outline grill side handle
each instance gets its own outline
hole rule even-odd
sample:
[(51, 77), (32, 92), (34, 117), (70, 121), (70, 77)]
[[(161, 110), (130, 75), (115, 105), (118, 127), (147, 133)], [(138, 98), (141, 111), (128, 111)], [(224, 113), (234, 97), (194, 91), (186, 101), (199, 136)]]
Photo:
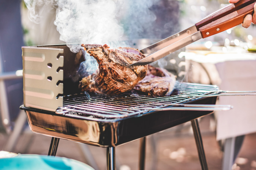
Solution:
[(24, 105), (55, 111), (62, 106), (64, 59), (63, 49), (23, 47)]

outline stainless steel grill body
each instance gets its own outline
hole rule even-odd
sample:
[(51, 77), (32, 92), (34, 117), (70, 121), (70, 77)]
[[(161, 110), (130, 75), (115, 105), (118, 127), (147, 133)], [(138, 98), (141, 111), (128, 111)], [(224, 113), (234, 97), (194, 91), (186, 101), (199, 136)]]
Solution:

┄┄┄┄┄┄┄┄┄┄┄┄┄┄┄┄┄┄┄┄

Exercise brief
Give every record again exactly, apart from the pictures, which stay out.

Answer
outline grill side handle
each instance gets its own outline
hole rule even-odd
sample:
[(51, 77), (32, 92), (34, 117), (70, 121), (70, 77)]
[[(161, 110), (130, 75), (115, 105), (118, 127), (147, 133)], [(138, 98), (141, 111), (128, 111)], [(224, 113), (234, 97), (194, 91), (186, 101), (199, 136)]]
Photo:
Solution:
[(24, 105), (55, 111), (62, 106), (64, 59), (63, 49), (23, 47)]

outline stainless steel grill body
each instance gets its own outline
hole rule even-odd
sample:
[(51, 77), (32, 92), (34, 117), (70, 121), (70, 77)]
[[(161, 110), (130, 75), (115, 105), (118, 127), (147, 133)], [(138, 98), (141, 111), (128, 111)], [(224, 113), (234, 97), (194, 91), (186, 101), (199, 136)]]
Solution:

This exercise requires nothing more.